**Written exercise 1:**
Scale the records below from the line containing "Mark every instance of the man's face" through the end of the records, inclusive, and write those lines out again with the requests included. Multiply every coordinate in the answers by 1.55 and round to whole numbers, with halves rounded up.

___

Choosing not to argue unarmed, I opted to research this exact phrase on Google tonight to see what kinds of hits I would generate.  I found many links!  Unfortunately, what I saw most often amounted to venting by regular speeders railing against the wicked so-and-so people who "force" their "morality" onto others by driving the posted speed limit in the left lane.  At no point have I found an explicit, clear, undeniable legal statement saying that such drivers would actually get tickets from law enforcement for their behavior.  They might get vicious looks from speeders, but nowhere did I see any statement from a credible legal authority stating that a traffic enforcement officer would ticket someone driving the posted speed limit in the left hand lane.

A sad but regular state of affairs in our modern society centers on the demand for contradictions to exist.  People demand to drive in the left lane well above the posted speed limits in violation of "the law" while also demanding that those drivers in the left lane who actually drive at the posted speed limits move to the right lane because they supposedly ought to obey "the law."  Evidently, speeders have a divine privilege to violate human laws whereas non-speeders have a divine obligation to yield to such violators.  In all these cases, the demanders evade the most fundamental of natural laws, the law of non-contradiction.

I normally yield to faster traffic and I normally stay in the right hand lane.  But if I find myself in the left hand lane, I normally drive the speed limit in that lane as the totality of the human law demands.  There do arise occasions, however, when I need to stay in the left hand lane for some considerable distance so as to achieve a safe left turn further down the crowded highway.  The 1988 "discussion" with my roommate arose because of an awkward merging system between the exit ramp of the Cape Canaveral Air Force Station and Highway A1A into town.  That condition thankfully got rectified in later years.  I really did not give a damn about his "opinion" on the matter since he rode in my car and I rather than he would pay the price should a ticket arise.  It never did.  The same goes for readers here.  You can say I am "supposed" to do this or do that but in the end that judgment falls to me and not to you.  I have had far too many experiences with left lane hogs -- those who would not let me over in a timely fashion to make my left turn -- not to give myself at least a mile of leeway in preparation for such turns.

___

**Written exercise 2:**
Write what comes next in the piece on driving the posted speed limit in the left lane.

**Dataset records:**
___

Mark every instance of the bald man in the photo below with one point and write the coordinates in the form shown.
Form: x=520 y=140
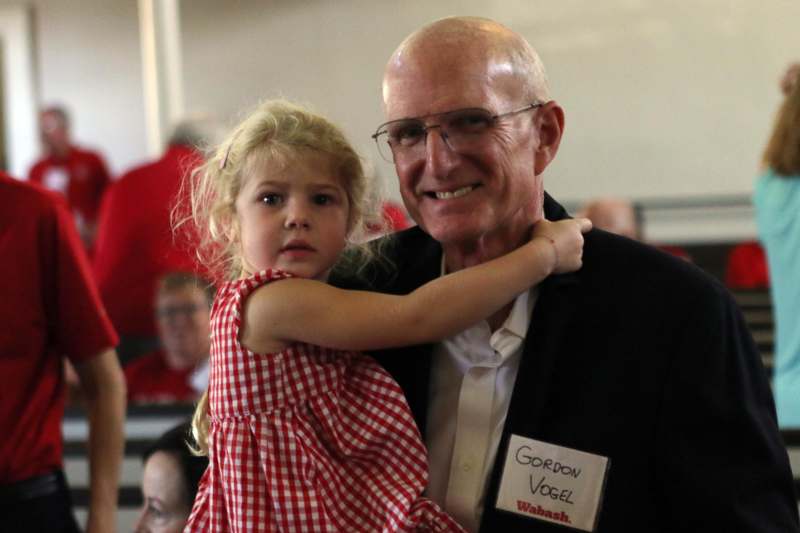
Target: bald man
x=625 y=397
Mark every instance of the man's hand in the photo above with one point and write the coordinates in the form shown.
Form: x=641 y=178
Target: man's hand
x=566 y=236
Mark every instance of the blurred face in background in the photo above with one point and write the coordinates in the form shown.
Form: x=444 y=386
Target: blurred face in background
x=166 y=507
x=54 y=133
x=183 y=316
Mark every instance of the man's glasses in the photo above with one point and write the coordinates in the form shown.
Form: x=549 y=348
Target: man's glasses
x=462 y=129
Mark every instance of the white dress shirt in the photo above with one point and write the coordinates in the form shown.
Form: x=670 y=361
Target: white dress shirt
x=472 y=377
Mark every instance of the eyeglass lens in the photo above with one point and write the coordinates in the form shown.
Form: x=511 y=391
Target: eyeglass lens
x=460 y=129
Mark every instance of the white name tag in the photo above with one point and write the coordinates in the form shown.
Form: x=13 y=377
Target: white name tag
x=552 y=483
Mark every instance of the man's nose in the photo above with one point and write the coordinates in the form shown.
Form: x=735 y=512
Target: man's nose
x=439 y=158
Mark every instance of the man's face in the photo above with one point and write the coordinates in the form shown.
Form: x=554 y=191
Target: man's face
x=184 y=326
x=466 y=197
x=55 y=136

___

**Exercise result 1:**
Mark every instance of the man's face in the photo above with one point and write the coordinates in the form shown.
Form: x=554 y=191
Target: man's face
x=285 y=505
x=722 y=305
x=85 y=211

**Exercise result 2:**
I support the basic concept of driver courtesy and agree that more thoughtful drivers would result in fewer incidents of "road rage."  This applies to drivers who move slowly for no good cause as well as those who move quickly for no good cause.  However, I oppose the ongoing demands for the enforcement of contradictory and unjust laws so a gang of scofflaws can streak at unholy speeds down the left lane.  If they want to repeal speed limits, they should just say so openly and honestly instead of engaging in an endless stream of senseless, contradictory bitching.  If they consider a given stretch of highway as having too low a speed limit, they need to take it up with their local traffic authority, not me.

Those who campaign righteously for stronger "Slower Traffic Keep Right" laws ought at least honestly to admit their true agenda and package into their campaign "No Speed Limit in Left Lane" laws.